**EXERCISE**
When you reply, transcribe every line of the data below exactly.

**EXERCISE MATERIALS**
/---

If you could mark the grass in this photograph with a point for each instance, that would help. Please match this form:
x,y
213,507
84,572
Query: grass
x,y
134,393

\---

**RESPONSE TO THIS EXERCISE**
If you could mark the grass in this photograph with a point for each instance, that would help. Please match this form:
x,y
213,507
84,572
Query: grass
x,y
134,393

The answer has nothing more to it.